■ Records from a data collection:
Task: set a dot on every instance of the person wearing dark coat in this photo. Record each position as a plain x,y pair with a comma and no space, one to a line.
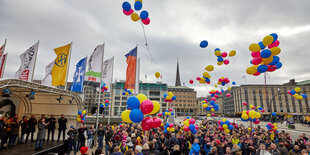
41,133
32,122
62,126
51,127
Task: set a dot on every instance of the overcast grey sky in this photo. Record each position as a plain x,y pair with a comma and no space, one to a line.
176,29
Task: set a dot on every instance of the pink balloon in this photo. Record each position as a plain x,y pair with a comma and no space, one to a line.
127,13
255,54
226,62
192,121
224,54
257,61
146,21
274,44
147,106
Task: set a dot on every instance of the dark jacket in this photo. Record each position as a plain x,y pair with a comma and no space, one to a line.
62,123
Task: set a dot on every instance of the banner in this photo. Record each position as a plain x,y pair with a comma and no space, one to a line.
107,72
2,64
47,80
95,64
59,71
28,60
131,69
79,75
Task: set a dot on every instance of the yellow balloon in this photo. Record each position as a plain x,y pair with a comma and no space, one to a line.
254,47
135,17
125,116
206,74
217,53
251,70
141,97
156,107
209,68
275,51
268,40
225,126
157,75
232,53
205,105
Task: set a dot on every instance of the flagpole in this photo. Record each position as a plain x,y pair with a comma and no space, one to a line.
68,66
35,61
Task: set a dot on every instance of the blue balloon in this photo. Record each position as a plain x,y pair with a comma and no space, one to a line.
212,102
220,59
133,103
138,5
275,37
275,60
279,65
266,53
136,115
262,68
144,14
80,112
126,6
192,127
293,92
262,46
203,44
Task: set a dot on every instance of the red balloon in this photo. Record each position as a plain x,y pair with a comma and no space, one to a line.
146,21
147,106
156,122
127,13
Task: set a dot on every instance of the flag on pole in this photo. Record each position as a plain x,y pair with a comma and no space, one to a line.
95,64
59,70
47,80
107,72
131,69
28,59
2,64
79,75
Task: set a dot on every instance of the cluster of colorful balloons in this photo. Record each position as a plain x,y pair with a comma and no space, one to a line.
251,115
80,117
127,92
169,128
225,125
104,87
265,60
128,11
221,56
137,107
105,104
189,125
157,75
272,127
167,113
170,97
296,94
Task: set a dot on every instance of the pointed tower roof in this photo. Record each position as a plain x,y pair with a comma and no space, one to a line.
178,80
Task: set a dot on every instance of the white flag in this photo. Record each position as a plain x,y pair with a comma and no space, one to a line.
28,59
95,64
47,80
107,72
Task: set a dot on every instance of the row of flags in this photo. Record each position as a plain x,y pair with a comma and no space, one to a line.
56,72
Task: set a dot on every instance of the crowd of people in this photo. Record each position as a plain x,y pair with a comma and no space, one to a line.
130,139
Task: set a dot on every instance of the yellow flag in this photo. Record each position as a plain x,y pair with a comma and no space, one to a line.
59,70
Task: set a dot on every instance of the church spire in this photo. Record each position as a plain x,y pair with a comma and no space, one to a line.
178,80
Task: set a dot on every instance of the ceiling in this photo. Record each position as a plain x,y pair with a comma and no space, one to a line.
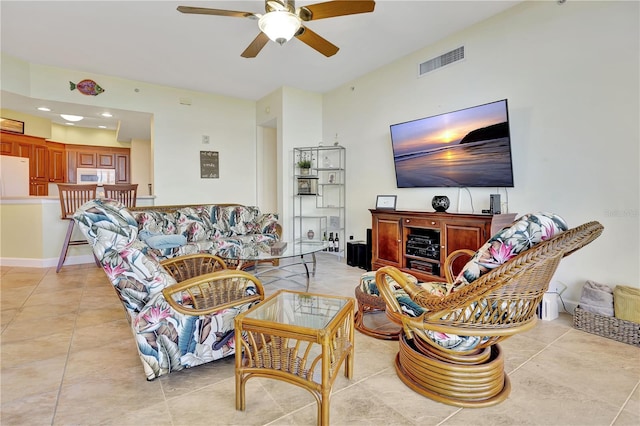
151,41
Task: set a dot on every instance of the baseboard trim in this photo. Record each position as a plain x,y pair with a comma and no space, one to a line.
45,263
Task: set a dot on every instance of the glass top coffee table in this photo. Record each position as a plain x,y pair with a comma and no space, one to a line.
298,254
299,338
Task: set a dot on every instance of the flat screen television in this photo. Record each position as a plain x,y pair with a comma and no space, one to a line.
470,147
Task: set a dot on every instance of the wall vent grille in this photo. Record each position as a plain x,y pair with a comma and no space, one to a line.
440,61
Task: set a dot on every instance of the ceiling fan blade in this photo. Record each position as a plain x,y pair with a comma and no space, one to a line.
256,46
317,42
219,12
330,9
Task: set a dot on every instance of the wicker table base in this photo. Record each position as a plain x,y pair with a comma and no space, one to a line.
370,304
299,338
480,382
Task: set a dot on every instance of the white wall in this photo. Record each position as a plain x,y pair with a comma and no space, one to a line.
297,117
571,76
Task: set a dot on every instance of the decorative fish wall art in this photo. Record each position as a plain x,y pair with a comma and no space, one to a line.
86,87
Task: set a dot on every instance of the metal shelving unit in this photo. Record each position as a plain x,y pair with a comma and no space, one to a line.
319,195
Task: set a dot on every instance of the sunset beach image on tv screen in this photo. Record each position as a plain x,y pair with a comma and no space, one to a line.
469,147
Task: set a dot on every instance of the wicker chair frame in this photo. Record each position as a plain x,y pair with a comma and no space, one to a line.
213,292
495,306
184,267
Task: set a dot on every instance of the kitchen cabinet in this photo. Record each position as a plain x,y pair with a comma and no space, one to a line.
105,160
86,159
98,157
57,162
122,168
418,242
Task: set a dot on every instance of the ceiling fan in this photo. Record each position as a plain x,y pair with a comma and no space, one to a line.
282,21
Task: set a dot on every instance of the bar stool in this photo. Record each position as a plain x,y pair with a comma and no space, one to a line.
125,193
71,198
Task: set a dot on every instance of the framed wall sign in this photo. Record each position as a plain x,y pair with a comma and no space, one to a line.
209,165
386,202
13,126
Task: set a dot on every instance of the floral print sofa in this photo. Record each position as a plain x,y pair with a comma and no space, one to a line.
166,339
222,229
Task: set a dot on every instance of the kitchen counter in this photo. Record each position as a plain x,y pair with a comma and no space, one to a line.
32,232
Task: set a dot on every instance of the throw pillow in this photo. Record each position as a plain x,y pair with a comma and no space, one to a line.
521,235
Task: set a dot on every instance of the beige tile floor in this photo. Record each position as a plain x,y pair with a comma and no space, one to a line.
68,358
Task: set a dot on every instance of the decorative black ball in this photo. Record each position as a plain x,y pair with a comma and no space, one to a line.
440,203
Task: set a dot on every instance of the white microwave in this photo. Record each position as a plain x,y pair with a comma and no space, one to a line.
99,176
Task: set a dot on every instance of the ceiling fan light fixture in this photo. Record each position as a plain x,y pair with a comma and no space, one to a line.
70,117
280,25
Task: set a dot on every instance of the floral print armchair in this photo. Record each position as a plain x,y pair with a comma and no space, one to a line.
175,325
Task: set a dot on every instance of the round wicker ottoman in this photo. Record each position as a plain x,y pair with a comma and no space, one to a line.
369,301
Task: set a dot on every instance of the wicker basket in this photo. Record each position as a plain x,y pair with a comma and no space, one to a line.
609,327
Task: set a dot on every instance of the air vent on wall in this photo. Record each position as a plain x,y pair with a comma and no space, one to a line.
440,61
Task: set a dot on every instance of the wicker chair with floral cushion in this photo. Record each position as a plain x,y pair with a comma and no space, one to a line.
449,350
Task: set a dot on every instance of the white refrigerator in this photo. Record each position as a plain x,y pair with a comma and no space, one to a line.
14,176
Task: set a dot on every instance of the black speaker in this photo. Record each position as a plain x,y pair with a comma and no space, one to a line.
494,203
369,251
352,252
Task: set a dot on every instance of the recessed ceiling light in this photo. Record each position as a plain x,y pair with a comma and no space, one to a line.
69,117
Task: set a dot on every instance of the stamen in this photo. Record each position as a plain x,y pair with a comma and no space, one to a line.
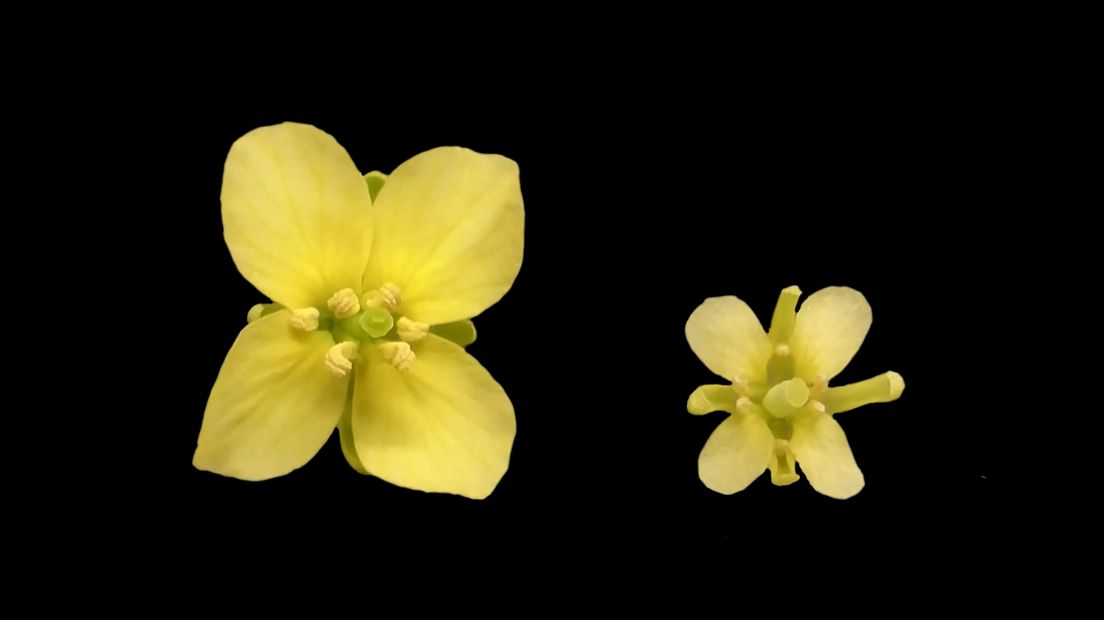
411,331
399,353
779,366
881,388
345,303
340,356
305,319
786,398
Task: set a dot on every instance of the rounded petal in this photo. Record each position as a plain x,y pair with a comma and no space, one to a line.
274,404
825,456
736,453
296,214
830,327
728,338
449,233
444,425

==

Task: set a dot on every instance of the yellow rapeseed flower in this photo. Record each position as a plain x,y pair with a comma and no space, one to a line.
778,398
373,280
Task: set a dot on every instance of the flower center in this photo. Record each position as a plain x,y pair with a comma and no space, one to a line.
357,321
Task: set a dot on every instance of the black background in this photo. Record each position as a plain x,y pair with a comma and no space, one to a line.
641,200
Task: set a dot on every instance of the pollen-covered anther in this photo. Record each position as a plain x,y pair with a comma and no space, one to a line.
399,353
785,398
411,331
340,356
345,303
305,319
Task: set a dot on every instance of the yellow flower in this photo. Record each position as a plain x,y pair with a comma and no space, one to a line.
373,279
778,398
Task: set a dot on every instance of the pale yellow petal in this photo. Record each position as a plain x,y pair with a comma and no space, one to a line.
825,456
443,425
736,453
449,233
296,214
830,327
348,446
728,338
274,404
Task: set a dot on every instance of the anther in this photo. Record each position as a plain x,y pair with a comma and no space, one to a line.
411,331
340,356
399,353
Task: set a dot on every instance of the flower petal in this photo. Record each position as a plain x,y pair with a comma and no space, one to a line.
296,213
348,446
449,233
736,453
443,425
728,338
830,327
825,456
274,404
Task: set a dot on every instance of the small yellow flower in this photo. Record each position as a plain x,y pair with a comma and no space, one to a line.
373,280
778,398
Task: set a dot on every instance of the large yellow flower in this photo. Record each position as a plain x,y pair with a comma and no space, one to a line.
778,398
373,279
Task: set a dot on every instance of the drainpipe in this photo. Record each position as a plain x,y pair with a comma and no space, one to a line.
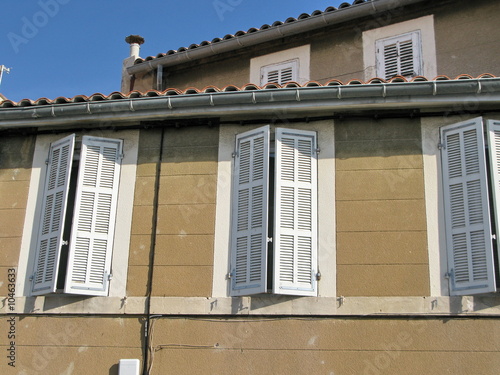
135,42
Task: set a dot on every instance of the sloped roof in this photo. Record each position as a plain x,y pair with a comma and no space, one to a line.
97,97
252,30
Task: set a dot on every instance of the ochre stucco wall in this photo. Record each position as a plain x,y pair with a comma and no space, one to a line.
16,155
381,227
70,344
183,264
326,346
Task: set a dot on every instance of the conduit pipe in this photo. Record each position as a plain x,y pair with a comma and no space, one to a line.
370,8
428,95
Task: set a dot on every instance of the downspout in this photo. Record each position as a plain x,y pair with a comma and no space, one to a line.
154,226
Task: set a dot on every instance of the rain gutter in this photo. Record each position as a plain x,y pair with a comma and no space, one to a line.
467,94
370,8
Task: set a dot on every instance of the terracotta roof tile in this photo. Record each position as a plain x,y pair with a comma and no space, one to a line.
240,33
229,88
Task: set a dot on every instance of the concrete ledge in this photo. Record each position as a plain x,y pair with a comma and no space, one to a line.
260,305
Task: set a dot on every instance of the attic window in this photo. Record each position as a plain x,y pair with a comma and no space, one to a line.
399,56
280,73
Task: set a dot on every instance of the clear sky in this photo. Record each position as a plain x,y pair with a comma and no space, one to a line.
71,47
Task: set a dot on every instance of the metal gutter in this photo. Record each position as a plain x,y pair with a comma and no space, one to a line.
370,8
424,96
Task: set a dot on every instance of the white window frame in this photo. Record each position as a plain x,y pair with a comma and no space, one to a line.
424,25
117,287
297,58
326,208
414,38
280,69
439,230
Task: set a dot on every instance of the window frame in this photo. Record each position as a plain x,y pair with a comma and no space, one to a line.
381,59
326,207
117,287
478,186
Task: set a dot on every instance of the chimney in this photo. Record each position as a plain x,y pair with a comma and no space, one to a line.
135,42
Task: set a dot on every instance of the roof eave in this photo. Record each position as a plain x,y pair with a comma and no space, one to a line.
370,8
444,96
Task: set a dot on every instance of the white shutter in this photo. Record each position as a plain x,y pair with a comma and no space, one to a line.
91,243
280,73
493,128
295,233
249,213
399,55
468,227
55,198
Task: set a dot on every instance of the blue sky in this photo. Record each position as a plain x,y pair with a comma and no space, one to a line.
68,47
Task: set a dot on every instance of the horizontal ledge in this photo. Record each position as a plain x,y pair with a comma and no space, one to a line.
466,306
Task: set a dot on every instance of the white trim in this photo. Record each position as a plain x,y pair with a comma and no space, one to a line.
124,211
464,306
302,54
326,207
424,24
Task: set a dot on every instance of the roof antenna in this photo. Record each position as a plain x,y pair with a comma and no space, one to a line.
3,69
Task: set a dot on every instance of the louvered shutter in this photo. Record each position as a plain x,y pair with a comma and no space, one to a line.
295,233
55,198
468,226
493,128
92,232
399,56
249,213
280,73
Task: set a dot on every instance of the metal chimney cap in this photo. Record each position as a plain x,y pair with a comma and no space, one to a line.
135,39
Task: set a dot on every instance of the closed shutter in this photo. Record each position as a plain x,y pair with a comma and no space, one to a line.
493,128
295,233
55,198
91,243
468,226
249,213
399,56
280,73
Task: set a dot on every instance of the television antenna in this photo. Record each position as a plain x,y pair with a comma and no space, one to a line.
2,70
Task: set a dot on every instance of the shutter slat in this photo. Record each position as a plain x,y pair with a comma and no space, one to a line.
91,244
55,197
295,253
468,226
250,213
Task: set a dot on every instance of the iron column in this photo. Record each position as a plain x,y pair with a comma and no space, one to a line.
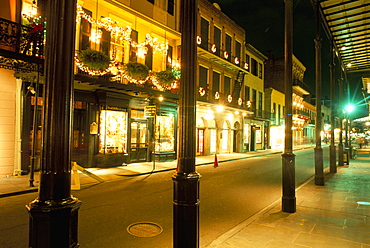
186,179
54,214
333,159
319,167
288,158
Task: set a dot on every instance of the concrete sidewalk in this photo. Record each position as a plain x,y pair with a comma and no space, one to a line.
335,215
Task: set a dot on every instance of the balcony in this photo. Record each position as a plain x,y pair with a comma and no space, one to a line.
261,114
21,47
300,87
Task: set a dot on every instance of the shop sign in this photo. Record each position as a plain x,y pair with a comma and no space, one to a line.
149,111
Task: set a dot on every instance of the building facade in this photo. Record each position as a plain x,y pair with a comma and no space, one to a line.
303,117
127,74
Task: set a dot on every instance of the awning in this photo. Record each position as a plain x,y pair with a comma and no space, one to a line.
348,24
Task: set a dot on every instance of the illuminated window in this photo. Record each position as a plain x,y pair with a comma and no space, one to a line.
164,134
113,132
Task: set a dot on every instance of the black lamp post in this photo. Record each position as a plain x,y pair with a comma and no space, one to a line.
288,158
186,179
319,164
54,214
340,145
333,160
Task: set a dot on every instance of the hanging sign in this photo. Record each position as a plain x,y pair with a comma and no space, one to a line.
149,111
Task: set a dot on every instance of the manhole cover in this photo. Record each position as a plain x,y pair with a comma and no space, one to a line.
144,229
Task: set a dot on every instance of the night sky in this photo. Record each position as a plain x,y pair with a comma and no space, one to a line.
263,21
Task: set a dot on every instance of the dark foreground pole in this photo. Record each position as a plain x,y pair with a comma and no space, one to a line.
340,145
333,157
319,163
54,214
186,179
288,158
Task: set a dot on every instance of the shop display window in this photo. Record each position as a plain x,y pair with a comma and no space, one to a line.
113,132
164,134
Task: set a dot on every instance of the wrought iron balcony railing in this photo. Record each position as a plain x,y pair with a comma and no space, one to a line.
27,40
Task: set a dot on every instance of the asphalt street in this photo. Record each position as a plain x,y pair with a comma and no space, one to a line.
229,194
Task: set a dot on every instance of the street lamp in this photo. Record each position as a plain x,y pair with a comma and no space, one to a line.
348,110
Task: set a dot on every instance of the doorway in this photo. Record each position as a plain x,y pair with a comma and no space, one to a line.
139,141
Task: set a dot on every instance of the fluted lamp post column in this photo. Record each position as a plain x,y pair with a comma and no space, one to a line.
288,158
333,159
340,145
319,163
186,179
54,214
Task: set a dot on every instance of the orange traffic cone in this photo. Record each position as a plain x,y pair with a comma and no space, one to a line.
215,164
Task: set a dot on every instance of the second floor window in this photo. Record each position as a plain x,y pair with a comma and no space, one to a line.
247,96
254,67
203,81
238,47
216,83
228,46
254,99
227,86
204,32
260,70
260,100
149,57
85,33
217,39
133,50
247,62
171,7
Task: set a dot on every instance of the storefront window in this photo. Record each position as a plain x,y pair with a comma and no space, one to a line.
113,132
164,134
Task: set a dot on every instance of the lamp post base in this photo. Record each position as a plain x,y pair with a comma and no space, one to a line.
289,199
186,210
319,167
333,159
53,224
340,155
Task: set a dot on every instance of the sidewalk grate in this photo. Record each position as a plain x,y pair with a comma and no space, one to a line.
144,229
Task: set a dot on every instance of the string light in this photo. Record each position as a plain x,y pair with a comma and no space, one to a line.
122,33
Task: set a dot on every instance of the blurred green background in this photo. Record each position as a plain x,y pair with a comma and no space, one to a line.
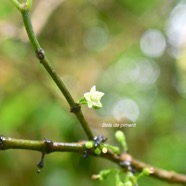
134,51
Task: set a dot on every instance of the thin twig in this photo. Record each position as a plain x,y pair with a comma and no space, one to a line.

■ Description of the task:
Report each line in the items above that contains the string "blue".

■ Expected answer:
Task: set a dot on every instance of the blue balloon in this photo. Record each position as a plain x,y pair with a comma and no space, one to a line.
Task: set a dot on every instance of the blue sky in this photo. Record each position as a plain x,y pair with a comma and no space, one to a line.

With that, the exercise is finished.